**Work to complete:**
Repeat the lines of the material below exactly, beginning at the one with "the black trousers" and stopping after the last.

**Source material:**
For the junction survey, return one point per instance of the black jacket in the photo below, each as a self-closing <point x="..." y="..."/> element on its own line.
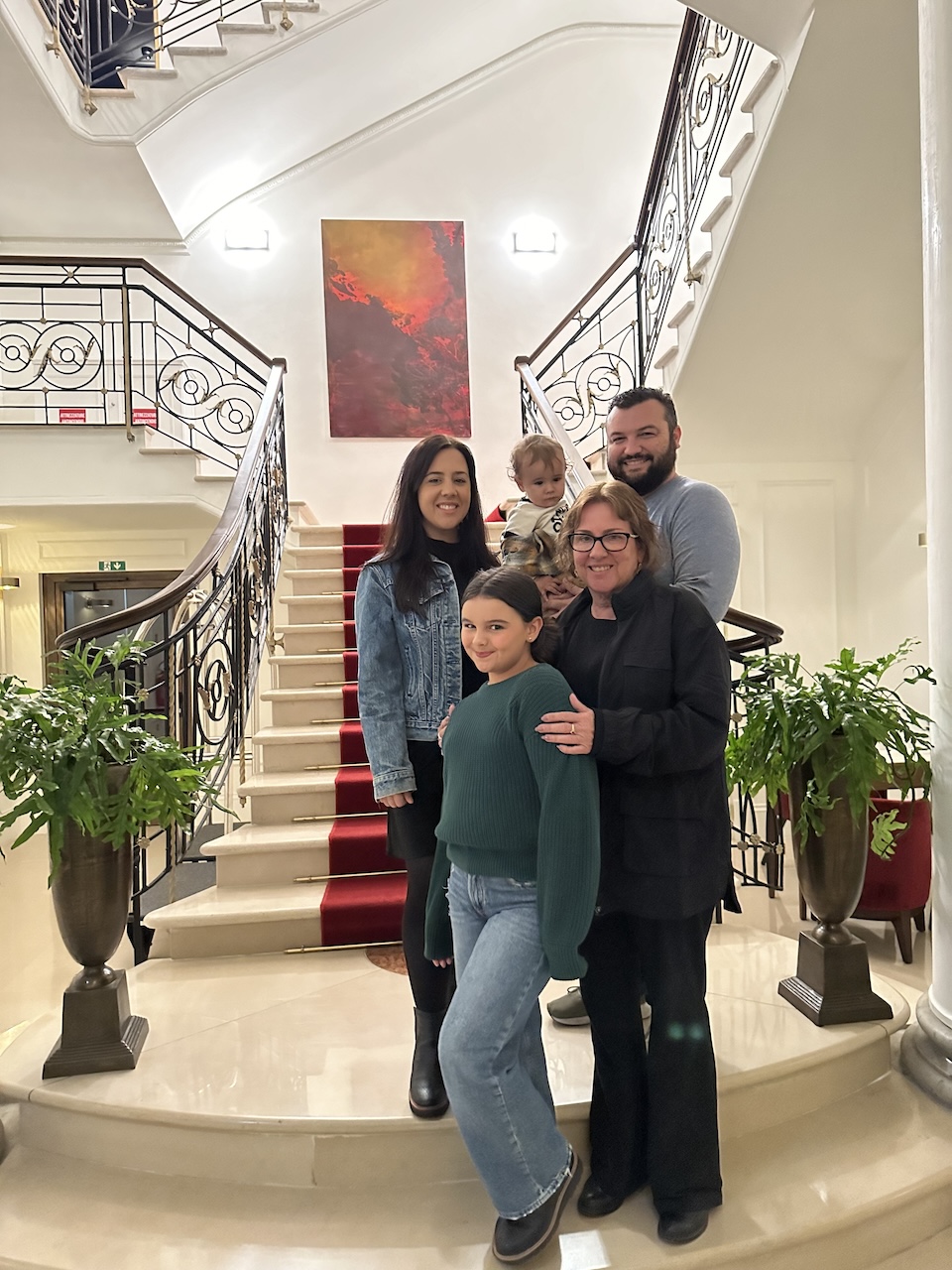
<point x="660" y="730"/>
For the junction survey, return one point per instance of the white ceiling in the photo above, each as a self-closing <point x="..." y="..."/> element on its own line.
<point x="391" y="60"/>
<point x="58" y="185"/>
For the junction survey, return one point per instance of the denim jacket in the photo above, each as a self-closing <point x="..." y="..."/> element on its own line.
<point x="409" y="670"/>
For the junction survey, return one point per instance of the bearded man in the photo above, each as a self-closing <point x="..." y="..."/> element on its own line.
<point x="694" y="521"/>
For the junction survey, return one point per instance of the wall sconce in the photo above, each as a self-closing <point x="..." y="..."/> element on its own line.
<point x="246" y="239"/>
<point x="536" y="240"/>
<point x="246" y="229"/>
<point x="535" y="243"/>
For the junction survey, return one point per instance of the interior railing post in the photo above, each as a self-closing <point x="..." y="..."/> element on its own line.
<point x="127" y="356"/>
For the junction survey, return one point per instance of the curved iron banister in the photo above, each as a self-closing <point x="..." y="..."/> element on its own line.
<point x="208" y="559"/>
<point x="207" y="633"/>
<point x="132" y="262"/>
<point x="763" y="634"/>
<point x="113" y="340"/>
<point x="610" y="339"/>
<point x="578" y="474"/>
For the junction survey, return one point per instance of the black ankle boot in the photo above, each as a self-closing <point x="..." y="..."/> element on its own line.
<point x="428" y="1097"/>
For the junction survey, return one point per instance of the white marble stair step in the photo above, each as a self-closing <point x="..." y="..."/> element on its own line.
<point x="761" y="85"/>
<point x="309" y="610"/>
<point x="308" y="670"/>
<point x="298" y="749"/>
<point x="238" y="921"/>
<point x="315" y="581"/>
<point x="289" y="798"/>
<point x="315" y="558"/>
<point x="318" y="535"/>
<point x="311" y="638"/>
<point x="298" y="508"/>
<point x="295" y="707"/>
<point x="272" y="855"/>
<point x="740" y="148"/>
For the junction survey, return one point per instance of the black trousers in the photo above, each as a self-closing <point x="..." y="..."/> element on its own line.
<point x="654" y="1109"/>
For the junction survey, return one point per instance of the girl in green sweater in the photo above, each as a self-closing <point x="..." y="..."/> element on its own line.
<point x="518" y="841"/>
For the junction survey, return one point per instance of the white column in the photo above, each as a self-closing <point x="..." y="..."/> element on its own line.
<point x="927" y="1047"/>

**Exercise response:**
For the junction survey, return one point per instance of the black trousers in the photo above, each as a self-closing <point x="..." y="..."/> element on its own line.
<point x="654" y="1109"/>
For the junction survey, return one point per instance of the girl in green sweater in the photo above, each as a self-closing <point x="..." y="..."/> element on its own line.
<point x="518" y="841"/>
For the junction survey, return one point per instance of the white column in the photo above, each as a self-closing <point x="..." y="..."/> element on its own line.
<point x="927" y="1047"/>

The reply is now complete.